Task details » Find the line in the entries below that contains "Could you please put a dot on the crane". Repeat it exactly, and every line after it through the line that contains "Could you please put a dot on the vertical".

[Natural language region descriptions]
- - - -

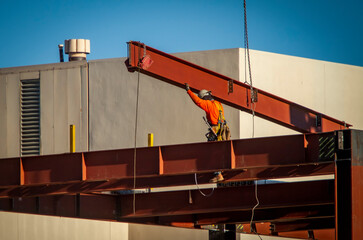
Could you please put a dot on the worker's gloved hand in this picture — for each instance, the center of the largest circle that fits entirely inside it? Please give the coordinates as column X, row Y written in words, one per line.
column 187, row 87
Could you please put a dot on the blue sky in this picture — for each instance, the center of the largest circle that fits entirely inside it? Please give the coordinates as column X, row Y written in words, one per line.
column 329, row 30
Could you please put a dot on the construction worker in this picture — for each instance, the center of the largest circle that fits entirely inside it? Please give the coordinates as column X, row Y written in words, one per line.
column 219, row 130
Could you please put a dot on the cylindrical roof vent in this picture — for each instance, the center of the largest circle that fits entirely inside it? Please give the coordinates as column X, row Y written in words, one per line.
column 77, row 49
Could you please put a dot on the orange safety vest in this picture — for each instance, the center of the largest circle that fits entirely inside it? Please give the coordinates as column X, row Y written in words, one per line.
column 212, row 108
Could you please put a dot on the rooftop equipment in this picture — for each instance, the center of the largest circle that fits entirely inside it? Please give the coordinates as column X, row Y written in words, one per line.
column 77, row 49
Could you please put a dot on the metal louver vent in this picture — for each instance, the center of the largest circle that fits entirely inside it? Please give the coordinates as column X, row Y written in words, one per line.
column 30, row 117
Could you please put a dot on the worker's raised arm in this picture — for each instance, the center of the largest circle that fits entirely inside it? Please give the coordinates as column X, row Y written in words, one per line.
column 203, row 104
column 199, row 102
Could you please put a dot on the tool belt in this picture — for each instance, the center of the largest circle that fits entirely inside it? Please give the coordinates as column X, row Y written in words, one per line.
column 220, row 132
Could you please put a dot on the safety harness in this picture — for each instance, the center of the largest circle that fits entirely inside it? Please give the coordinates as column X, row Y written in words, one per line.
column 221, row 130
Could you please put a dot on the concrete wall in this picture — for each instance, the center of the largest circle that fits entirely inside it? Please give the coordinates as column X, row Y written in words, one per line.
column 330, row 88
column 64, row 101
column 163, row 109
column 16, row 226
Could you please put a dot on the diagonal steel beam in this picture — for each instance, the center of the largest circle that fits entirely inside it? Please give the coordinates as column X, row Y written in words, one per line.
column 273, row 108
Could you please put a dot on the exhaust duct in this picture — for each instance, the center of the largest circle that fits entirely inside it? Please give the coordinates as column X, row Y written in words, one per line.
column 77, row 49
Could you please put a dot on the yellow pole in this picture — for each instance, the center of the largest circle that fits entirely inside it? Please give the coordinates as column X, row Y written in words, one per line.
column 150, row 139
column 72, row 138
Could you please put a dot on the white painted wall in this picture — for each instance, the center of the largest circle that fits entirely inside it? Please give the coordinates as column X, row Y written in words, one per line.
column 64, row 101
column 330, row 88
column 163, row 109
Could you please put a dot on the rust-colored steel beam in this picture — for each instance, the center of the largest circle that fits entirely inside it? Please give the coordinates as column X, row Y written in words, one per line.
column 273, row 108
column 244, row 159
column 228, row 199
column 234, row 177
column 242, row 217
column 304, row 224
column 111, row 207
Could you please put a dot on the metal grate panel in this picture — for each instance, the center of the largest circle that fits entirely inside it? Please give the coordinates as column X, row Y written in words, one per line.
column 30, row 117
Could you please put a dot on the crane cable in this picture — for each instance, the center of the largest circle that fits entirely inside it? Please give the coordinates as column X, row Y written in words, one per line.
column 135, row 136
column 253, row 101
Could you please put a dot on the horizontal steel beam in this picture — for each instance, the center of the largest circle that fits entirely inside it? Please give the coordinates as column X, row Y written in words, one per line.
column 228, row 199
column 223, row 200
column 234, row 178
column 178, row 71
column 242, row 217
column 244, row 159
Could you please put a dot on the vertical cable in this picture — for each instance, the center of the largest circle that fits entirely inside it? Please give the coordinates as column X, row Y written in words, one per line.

- - - -

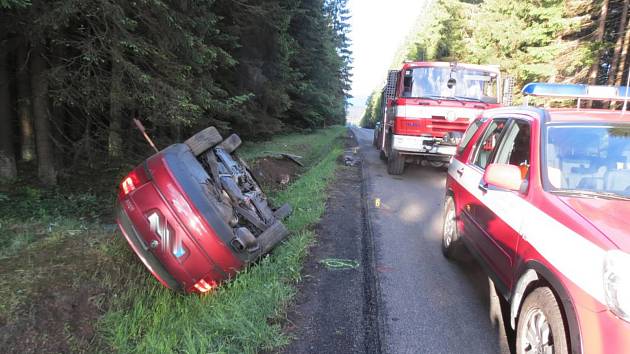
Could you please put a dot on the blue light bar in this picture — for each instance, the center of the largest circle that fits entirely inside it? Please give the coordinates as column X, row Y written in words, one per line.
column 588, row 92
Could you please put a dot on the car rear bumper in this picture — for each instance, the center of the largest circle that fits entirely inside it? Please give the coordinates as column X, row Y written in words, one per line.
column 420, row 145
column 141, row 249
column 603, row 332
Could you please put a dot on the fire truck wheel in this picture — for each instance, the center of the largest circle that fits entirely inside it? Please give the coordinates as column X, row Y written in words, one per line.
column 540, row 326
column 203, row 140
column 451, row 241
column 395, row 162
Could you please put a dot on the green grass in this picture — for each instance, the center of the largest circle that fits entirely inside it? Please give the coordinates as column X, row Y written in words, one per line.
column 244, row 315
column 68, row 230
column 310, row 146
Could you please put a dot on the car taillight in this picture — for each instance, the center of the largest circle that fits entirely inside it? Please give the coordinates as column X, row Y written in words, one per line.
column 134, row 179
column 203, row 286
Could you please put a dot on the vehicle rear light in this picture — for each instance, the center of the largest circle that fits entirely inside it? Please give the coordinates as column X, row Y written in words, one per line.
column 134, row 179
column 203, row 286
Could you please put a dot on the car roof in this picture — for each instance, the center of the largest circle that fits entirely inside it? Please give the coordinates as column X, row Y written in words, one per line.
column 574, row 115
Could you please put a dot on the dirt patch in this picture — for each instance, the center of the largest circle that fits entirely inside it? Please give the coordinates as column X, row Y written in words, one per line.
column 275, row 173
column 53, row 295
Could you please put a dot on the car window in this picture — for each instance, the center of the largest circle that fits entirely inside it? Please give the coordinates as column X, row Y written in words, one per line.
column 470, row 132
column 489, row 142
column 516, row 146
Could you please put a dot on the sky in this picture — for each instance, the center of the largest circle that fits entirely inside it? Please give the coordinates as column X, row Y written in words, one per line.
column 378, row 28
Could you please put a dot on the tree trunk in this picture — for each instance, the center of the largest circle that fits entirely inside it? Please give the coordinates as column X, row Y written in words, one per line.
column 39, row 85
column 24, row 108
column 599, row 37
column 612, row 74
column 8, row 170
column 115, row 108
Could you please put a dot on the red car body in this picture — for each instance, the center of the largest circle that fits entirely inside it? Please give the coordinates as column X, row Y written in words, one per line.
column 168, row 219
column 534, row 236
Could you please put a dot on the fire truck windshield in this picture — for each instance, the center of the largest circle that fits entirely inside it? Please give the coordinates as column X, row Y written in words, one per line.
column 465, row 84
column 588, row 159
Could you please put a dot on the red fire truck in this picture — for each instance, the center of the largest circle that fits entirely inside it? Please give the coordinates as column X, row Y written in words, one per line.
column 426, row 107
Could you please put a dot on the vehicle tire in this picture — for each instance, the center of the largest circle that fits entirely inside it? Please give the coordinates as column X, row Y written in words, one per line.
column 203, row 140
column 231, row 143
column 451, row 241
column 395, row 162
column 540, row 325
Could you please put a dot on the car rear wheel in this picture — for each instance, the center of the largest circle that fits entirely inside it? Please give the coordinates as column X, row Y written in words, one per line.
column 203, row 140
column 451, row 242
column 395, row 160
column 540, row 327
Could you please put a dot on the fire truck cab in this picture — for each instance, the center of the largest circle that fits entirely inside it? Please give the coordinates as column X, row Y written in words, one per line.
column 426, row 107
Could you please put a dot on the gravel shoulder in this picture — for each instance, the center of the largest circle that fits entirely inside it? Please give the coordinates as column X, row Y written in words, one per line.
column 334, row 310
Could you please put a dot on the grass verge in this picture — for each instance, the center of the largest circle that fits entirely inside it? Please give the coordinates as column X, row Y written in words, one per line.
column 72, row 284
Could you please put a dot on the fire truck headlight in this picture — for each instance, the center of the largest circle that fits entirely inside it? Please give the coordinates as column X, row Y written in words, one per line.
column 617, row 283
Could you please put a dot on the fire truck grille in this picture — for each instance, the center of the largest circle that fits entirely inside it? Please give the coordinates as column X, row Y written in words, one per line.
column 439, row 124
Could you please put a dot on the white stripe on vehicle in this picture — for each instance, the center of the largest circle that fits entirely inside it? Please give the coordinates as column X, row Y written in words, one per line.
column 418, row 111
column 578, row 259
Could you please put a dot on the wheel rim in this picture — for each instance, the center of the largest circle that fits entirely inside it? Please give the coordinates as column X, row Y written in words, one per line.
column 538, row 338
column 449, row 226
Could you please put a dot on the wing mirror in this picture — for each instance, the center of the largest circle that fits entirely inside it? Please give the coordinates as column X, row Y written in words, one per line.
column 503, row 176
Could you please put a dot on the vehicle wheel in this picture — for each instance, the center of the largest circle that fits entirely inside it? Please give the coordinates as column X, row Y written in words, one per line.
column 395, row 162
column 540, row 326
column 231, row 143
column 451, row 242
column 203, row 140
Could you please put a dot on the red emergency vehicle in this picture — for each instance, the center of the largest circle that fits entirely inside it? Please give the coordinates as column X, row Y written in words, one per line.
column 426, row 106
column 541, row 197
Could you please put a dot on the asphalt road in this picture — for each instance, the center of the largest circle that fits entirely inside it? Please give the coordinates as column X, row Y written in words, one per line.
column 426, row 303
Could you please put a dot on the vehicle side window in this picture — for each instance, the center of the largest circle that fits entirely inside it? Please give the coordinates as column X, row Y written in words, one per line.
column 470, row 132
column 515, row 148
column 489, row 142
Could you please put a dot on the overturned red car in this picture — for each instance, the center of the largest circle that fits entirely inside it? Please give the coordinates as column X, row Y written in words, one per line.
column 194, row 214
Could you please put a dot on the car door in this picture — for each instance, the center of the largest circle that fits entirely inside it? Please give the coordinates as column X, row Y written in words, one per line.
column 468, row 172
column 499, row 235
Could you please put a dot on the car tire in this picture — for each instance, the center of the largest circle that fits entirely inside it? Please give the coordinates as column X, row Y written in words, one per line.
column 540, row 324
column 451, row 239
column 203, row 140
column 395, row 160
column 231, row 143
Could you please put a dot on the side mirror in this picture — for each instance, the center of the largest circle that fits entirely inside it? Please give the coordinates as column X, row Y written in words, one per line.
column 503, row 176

- - - -

The completed task »
Could you please put a dot on the crane cable in this picture — for each instance, the center of the largest circle that fits entirely inside it? Please give the coordinates as column X, row Y written in words, one per line.
column 135, row 136
column 253, row 101
Could you please put a dot on the horizontal steel beam in this picture — for each instance, the center of the largest circle that fits entirely inside it? Please give the coordinates as column X, row Y written in words, one per line.
column 228, row 199
column 223, row 200
column 234, row 178
column 178, row 71
column 242, row 217
column 244, row 159
Could you please put a dot on the vertical cable in this picture — for each instance, the center of the largest circle that fits entirely inside it? Please give the coordinates as column X, row Y written in words, one per line.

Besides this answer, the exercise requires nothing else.